Short task
List every line in the items below that contains the string "woman", copying each line in full.
------------------------------------
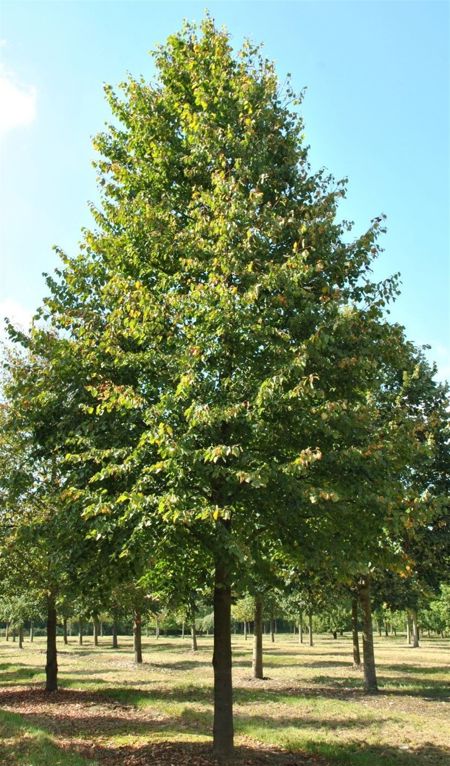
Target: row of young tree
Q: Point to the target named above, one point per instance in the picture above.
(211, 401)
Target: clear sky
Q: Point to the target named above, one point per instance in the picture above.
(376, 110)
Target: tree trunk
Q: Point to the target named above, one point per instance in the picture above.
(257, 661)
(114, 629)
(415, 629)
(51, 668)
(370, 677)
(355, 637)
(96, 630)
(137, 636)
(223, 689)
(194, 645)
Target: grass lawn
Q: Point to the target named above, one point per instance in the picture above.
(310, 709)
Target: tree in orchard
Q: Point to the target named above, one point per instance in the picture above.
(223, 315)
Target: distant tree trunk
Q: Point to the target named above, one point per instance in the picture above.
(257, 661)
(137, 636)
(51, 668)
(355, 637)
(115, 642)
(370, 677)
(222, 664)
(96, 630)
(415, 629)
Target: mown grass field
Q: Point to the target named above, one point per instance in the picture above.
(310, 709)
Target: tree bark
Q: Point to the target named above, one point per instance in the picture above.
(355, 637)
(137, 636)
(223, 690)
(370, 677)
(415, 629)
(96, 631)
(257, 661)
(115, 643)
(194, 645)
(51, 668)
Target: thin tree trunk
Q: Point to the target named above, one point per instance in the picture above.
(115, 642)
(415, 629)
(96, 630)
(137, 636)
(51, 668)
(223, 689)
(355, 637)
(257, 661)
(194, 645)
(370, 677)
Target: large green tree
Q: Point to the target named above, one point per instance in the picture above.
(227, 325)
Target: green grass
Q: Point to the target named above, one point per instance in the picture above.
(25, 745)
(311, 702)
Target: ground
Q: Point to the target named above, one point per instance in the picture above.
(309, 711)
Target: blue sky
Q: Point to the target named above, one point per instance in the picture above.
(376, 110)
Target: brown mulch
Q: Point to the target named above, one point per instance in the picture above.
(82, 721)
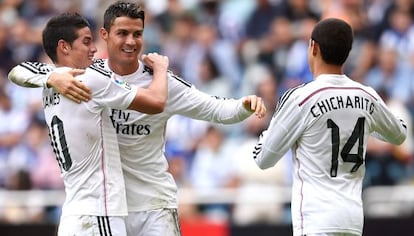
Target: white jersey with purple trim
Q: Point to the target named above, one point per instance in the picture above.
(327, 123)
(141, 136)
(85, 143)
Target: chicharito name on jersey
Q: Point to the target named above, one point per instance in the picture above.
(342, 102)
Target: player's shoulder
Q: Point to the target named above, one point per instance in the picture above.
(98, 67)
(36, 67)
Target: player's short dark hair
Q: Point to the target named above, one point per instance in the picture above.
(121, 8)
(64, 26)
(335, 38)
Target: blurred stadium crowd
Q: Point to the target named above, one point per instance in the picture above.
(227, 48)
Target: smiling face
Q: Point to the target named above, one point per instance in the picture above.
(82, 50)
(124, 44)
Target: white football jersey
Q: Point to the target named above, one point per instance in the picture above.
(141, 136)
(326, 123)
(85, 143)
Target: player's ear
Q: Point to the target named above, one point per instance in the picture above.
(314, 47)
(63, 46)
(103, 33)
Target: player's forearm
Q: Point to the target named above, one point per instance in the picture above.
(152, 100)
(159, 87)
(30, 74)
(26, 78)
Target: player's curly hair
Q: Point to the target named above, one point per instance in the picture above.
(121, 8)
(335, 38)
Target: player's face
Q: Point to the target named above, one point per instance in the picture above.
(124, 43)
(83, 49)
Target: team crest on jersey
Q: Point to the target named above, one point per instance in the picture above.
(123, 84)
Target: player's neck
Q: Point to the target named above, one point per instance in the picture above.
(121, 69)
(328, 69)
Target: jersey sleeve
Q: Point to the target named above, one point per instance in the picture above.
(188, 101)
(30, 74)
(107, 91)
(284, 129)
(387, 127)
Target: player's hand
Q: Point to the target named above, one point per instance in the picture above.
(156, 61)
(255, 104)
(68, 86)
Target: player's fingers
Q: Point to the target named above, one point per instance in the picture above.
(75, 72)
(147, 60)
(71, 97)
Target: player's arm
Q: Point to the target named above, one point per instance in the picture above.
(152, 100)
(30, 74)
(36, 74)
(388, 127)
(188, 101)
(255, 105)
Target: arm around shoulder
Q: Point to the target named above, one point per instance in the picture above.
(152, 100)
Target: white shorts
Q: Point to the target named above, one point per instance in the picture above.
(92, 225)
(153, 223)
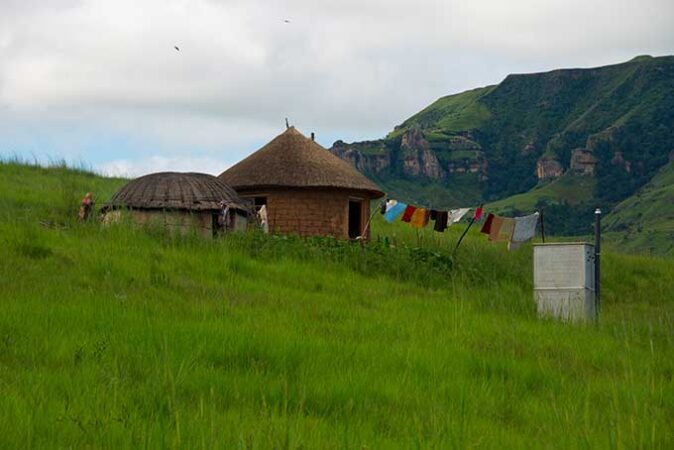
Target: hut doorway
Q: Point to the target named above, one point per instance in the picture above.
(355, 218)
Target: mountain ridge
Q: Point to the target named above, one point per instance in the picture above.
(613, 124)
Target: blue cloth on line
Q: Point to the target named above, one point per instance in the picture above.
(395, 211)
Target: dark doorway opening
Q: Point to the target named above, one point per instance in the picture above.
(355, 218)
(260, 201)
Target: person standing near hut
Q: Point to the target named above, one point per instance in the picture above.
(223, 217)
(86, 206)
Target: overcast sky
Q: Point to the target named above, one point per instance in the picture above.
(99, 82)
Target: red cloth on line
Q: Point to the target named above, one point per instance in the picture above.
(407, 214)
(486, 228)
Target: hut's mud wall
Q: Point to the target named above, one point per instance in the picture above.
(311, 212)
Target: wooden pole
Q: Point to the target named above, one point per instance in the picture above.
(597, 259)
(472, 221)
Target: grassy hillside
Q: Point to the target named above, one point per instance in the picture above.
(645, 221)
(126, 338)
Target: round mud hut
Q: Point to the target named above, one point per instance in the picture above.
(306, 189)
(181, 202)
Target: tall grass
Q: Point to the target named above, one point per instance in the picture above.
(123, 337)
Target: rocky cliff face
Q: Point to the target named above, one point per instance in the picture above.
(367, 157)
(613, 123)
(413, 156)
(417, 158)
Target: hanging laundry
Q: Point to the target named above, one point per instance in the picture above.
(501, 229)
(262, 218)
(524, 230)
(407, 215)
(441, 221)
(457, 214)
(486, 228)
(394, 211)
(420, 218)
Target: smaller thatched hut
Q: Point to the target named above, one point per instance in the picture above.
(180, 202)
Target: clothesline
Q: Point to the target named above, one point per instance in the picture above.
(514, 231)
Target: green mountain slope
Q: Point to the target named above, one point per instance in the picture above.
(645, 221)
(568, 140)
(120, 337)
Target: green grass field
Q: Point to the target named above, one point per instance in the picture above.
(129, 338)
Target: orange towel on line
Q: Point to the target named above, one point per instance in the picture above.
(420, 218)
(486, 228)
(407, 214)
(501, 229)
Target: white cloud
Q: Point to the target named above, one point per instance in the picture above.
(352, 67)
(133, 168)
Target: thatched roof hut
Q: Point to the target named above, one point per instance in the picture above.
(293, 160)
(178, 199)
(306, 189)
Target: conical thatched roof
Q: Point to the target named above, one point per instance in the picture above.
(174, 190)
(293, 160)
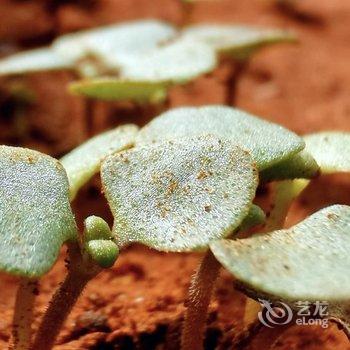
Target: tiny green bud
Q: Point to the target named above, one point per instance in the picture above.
------------------------------------
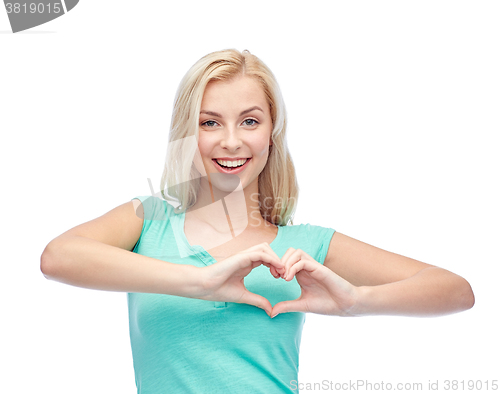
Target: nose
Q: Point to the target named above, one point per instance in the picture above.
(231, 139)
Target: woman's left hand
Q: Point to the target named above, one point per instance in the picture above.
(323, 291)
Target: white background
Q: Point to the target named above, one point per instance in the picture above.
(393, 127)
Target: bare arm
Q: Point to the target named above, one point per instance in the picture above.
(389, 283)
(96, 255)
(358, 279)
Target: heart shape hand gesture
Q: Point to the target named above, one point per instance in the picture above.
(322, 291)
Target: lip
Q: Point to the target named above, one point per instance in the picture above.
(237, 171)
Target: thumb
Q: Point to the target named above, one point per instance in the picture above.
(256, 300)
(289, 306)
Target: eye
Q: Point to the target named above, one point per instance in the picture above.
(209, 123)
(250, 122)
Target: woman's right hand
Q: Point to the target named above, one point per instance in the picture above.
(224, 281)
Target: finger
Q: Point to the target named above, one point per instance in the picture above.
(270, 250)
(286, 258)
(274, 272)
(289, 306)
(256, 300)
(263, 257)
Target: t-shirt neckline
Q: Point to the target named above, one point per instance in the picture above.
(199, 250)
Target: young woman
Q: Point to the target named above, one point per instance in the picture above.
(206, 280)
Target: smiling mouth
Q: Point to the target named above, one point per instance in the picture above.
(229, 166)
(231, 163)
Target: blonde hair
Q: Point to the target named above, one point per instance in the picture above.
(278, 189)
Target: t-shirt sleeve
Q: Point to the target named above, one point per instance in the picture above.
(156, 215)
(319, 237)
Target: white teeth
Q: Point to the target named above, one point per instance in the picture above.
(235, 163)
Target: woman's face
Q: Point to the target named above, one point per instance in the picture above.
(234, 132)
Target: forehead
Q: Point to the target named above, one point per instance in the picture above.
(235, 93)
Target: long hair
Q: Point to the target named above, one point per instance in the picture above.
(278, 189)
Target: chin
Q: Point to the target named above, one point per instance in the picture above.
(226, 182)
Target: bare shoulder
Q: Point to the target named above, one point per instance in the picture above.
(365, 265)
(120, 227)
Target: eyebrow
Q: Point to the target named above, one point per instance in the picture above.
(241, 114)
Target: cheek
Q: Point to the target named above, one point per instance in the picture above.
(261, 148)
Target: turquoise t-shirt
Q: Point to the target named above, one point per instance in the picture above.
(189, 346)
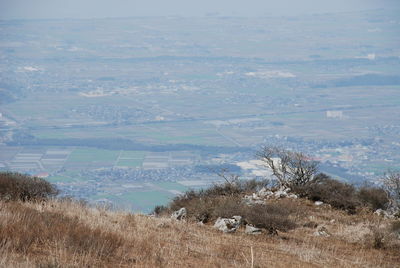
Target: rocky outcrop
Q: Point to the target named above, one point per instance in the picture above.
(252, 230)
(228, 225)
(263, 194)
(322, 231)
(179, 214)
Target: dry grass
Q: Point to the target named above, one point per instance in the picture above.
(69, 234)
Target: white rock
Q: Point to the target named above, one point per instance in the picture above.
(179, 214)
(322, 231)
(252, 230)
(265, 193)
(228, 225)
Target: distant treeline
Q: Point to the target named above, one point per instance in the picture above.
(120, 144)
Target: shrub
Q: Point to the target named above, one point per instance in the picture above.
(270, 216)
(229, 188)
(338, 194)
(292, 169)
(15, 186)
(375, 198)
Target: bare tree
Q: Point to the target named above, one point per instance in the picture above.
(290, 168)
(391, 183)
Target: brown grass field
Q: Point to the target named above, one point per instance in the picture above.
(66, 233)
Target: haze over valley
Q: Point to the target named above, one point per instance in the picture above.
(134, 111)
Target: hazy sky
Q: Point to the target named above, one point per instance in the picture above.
------------------------------------
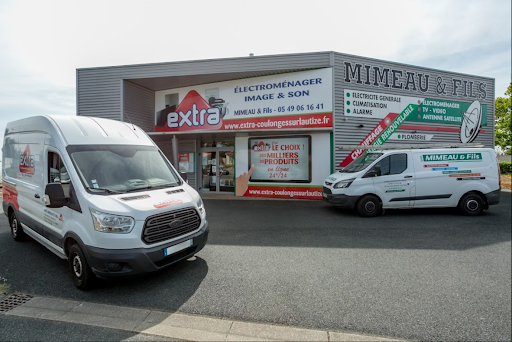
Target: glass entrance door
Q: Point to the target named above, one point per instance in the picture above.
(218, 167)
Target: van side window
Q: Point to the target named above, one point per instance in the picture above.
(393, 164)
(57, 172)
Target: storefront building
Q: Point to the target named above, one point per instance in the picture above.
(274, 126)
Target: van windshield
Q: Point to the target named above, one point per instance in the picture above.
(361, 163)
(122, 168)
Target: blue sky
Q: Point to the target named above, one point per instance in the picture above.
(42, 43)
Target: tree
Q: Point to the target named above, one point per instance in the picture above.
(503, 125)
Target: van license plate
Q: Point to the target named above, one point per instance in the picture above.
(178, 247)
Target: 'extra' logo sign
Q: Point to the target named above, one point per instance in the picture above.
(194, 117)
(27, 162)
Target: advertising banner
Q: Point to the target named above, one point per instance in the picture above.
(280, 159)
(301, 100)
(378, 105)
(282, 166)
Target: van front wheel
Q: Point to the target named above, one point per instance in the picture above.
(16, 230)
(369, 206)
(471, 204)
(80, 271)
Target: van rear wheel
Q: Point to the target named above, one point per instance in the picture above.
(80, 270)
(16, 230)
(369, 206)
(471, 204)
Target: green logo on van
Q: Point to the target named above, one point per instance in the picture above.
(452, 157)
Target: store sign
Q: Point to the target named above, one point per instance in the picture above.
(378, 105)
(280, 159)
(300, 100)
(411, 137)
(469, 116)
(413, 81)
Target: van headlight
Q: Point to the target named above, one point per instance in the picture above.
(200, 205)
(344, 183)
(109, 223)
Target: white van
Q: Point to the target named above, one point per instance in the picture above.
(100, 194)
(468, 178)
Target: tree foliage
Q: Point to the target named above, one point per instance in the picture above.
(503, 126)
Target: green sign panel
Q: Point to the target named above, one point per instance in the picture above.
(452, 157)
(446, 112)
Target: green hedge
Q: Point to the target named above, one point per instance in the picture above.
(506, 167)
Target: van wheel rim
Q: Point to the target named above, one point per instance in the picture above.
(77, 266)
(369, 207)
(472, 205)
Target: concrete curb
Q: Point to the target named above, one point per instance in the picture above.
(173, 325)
------------------------------------
Exercise output
Target: woman's left hand
Target: woman's right hand
Target: young woman
Target: woman's face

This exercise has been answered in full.